**Your goal**
Please reproduce every one of the lines below character for character, changing nothing.

□ □ □ □ □

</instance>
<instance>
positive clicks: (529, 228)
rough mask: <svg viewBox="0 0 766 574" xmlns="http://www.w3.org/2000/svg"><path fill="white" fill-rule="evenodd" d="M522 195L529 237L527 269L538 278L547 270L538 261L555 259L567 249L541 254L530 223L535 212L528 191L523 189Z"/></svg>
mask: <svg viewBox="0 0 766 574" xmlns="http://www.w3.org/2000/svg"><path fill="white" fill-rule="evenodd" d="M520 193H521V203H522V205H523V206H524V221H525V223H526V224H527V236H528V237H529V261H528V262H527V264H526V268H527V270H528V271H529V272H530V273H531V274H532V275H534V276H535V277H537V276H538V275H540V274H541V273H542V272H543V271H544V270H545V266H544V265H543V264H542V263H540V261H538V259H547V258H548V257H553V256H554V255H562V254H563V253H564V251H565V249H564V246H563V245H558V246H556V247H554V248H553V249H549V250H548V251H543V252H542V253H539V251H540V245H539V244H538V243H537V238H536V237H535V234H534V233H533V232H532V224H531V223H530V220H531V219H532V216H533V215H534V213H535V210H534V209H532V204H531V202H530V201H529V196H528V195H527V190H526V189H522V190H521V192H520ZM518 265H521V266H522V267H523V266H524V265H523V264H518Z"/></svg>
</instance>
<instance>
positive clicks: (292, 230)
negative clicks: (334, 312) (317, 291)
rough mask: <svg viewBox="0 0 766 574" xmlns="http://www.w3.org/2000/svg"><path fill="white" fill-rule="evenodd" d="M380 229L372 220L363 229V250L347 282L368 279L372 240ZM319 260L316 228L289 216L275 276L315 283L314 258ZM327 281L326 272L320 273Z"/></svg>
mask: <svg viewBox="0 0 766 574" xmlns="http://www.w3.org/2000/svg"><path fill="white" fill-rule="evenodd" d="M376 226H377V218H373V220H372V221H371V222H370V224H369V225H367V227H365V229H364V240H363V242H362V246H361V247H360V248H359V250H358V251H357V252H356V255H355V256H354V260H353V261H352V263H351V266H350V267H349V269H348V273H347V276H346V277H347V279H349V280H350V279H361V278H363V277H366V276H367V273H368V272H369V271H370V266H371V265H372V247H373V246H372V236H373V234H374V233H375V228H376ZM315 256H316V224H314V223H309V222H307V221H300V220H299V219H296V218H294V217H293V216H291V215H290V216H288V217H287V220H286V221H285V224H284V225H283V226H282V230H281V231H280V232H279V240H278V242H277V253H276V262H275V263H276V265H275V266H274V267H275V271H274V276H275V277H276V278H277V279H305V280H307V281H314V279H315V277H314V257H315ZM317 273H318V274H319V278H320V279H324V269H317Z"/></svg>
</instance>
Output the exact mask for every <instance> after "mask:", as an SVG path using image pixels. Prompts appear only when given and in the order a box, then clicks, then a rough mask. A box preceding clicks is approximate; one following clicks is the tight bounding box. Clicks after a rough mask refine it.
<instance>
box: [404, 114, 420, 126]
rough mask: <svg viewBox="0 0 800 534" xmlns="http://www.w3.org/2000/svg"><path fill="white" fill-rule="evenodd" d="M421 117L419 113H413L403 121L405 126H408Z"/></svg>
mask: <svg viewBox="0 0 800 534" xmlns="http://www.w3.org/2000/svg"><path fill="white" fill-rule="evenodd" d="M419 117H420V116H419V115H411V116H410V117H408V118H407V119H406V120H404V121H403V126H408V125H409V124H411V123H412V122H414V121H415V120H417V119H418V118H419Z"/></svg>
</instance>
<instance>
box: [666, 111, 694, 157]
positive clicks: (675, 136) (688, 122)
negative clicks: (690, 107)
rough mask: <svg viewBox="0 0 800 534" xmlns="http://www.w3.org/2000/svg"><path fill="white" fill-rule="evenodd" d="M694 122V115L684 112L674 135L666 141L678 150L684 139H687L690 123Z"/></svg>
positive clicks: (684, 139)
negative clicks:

□ □ □ □ □

**The completed task**
</instance>
<instance>
positive clicks: (529, 228)
rough mask: <svg viewBox="0 0 766 574" xmlns="http://www.w3.org/2000/svg"><path fill="white" fill-rule="evenodd" d="M522 195L529 237L527 269L538 278L547 270L538 261L555 259L567 249L541 254L530 223L535 212L528 191L523 189Z"/></svg>
mask: <svg viewBox="0 0 766 574" xmlns="http://www.w3.org/2000/svg"><path fill="white" fill-rule="evenodd" d="M520 193H521V203H522V205H523V206H524V221H525V223H526V224H527V236H528V237H529V261H528V262H527V264H526V268H527V270H528V271H529V272H530V273H531V274H532V275H534V276H535V277H537V276H538V275H540V274H541V273H542V272H543V271H544V270H545V266H544V265H543V264H542V263H540V261H538V259H547V258H548V257H553V256H554V255H562V254H563V253H564V251H565V249H564V246H563V245H558V246H556V247H554V248H553V249H549V250H548V251H543V252H542V253H539V251H540V245H539V244H538V243H537V238H536V237H535V234H534V233H533V232H532V224H531V223H530V220H531V219H532V216H533V215H534V213H535V210H534V209H532V204H531V202H530V201H529V196H528V195H527V190H526V189H522V190H521V192H520ZM518 265H521V266H522V267H523V266H524V265H523V264H518Z"/></svg>
</instance>
<instance>
positive clicks: (292, 230)
negative clicks: (334, 312) (317, 291)
rough mask: <svg viewBox="0 0 766 574" xmlns="http://www.w3.org/2000/svg"><path fill="white" fill-rule="evenodd" d="M380 229L372 220L363 229V250L347 282L368 279L372 240ZM319 260L316 228L289 216L275 276L315 283L314 258ZM327 281L326 272L320 273Z"/></svg>
mask: <svg viewBox="0 0 766 574" xmlns="http://www.w3.org/2000/svg"><path fill="white" fill-rule="evenodd" d="M376 226H377V218H373V220H372V221H371V222H370V224H369V225H367V227H365V229H364V240H363V242H362V246H361V247H360V248H359V250H358V251H357V252H356V255H355V256H354V260H353V261H352V263H351V266H350V267H349V269H348V273H347V276H346V277H347V279H349V280H350V279H361V278H363V277H366V276H367V273H368V272H369V271H370V266H371V265H372V247H373V246H372V236H373V234H374V233H375V228H376ZM315 256H316V224H314V223H309V222H307V221H300V220H299V219H296V218H294V217H293V216H291V215H290V216H288V217H287V220H286V221H285V224H284V225H283V226H282V230H281V231H280V232H279V240H278V242H277V253H276V262H275V263H276V265H275V266H274V267H275V271H274V276H275V277H276V278H277V279H305V280H307V281H314V279H315V277H314V257H315ZM317 273H318V274H319V278H320V279H324V269H317Z"/></svg>
</instance>
Output the exact mask for every <instance> after "mask:", as an SVG path using image pixels. Prompts appear only when given and in the order a box, then clicks, then a rough mask. A box preceding clicks is approximate; one following clicks is the tight bounding box. Clicks after a rough mask refine it.
<instance>
box: [404, 114, 420, 126]
rough mask: <svg viewBox="0 0 800 534" xmlns="http://www.w3.org/2000/svg"><path fill="white" fill-rule="evenodd" d="M421 117L419 113H413L403 121L405 126H408Z"/></svg>
mask: <svg viewBox="0 0 800 534" xmlns="http://www.w3.org/2000/svg"><path fill="white" fill-rule="evenodd" d="M419 117H420V116H419V115H411V116H410V117H408V118H407V119H406V120H404V121H403V126H408V125H409V124H411V123H412V122H414V121H415V120H417V119H418V118H419Z"/></svg>
</instance>
<instance>
box: [666, 111, 694, 157]
positive clicks: (675, 136) (688, 122)
negative clicks: (690, 107)
rough mask: <svg viewBox="0 0 800 534" xmlns="http://www.w3.org/2000/svg"><path fill="white" fill-rule="evenodd" d="M694 122V115L684 112L674 135L666 141L678 150L684 139H687L690 123Z"/></svg>
positive clicks: (684, 139)
negative clicks:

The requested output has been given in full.